### Exercise
Please give the data again exactly, with no line dropped.

### Records for the exercise
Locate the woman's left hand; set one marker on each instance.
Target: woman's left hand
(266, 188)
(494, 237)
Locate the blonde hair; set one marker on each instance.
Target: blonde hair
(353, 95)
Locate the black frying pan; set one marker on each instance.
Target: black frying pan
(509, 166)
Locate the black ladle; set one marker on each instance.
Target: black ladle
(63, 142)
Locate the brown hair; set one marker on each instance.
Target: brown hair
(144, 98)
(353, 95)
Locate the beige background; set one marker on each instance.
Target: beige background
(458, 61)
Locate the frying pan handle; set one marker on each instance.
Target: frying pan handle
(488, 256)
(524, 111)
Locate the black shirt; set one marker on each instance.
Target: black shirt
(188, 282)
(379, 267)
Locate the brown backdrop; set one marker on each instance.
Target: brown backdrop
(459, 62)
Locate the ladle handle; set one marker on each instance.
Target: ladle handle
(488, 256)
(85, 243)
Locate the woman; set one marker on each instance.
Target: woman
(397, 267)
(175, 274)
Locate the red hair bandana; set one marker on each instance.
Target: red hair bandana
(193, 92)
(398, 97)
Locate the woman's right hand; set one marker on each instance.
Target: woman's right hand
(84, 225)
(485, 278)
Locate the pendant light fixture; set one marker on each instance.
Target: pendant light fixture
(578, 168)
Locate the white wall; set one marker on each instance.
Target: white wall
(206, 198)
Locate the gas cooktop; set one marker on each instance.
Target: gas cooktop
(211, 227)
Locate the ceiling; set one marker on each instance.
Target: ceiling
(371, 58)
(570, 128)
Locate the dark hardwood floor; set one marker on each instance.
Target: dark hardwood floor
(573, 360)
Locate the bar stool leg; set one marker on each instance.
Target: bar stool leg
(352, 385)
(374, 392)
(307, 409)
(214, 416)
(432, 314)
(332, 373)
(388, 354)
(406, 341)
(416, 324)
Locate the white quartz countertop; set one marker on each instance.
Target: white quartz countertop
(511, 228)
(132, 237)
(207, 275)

### Result for this exercise
Locate the woman's left hand; set one marker on each instance.
Target: woman's left hand
(266, 188)
(494, 237)
Locate the blonde hair; set one marker on each instance.
Target: blonde hair
(353, 95)
Locate the black frying pan; set one marker on each instance.
Target: black frying pan
(509, 166)
Locate the black ladle; set one marker on each instance.
Target: black ladle
(63, 142)
Locate the brown hair; set one marker on each instance.
Target: brown hair
(144, 98)
(353, 95)
Locate the beige background; set one marker on each instance.
Target: beige background
(458, 61)
Locate the frying pan handle; set one marker on each instance.
Target: frying pan handle
(488, 256)
(524, 111)
Locate the black shirt; set one marker on each instance.
Target: black shirt
(188, 282)
(379, 267)
Locate the brown backdrop; set one marker on each instance.
Target: brown backdrop
(459, 62)
Locate the ladle handle; set one marker on each instance.
Target: ladle handle
(488, 256)
(85, 243)
Locate the woman; set one marker on each instance.
Target: woman
(397, 267)
(175, 274)
Locate the red hair bandana; set one marker on each instance.
Target: red hair bandana
(193, 92)
(398, 97)
Locate the woman's right hand; set one marker on each instance.
Target: woman's right hand
(84, 225)
(485, 278)
Locate the pendant light fixture; set one marker on each instance.
Target: pendant light fixture
(578, 168)
Locate the white wall; set one marker on each instance.
Target: white wall
(206, 198)
Locate the gas cooktop; set one marker on each instance.
Target: gas cooktop
(211, 227)
Locate the ceiling; set one marker on each instance.
Target: ceiling
(371, 58)
(570, 128)
Locate the dark hardwood floor; set one marker on each instance.
Target: dark hardwood floor
(573, 360)
Locate the bar stool leg; set one marker on each instance.
Target: bar stool leg
(352, 385)
(374, 392)
(307, 409)
(214, 416)
(432, 314)
(332, 373)
(388, 354)
(406, 341)
(416, 324)
Locate the white quartz countertop; set one marker on each instance.
Target: white quartz countertop
(511, 228)
(132, 237)
(207, 275)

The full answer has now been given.